* [ARTICLE]
— begin —
Cocoa prices rose on Wednesday, driven by a weaker dollar and tightening U.S. inventories, though the market remains pressured by recent demand concerns, evidenced by significant Q2 global grindings declines and reduced guidance from major chocolate manufacturers. The supply outlook is complex, balancing a record 2023/24 global deficit of 494,000 MT and a 46-year low stocks-to-grindings ratio—due to adverse West African weather, quality issues in Ivory Coast's mid-crop, and projected Nigerian production drops—against the ICCO's forecast for a 2024/25 surplus and increased Ghanaian output.
— end —
Please output the part of the cocoa article between "Cocoa prices rose" and "increased Ghanaian output.", inclusive, copied word for word. The lines after this are separate material and not part of the cocoa article.

* [COLLECTED DATA]
— begin —
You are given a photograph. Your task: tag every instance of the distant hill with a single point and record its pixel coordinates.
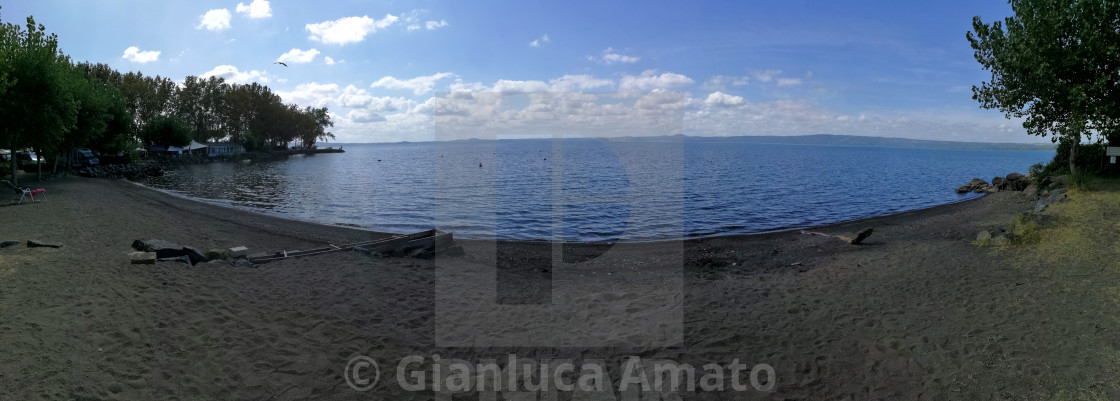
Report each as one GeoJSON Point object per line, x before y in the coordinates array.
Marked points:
{"type": "Point", "coordinates": [857, 141]}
— end —
* [FULL SOLUTION]
Cocoa prices rose on Wednesday, driven by a weaker dollar and tightening U.S. inventories, though the market remains pressured by recent demand concerns, evidenced by significant Q2 global grindings declines and reduced guidance from major chocolate manufacturers. The supply outlook is complex, balancing a record 2023/24 global deficit of 494,000 MT and a 46-year low stocks-to-grindings ratio—due to adverse West African weather, quality issues in Ivory Coast's mid-crop, and projected Nigerian production drops—against the ICCO's forecast for a 2024/25 surplus and increased Ghanaian output.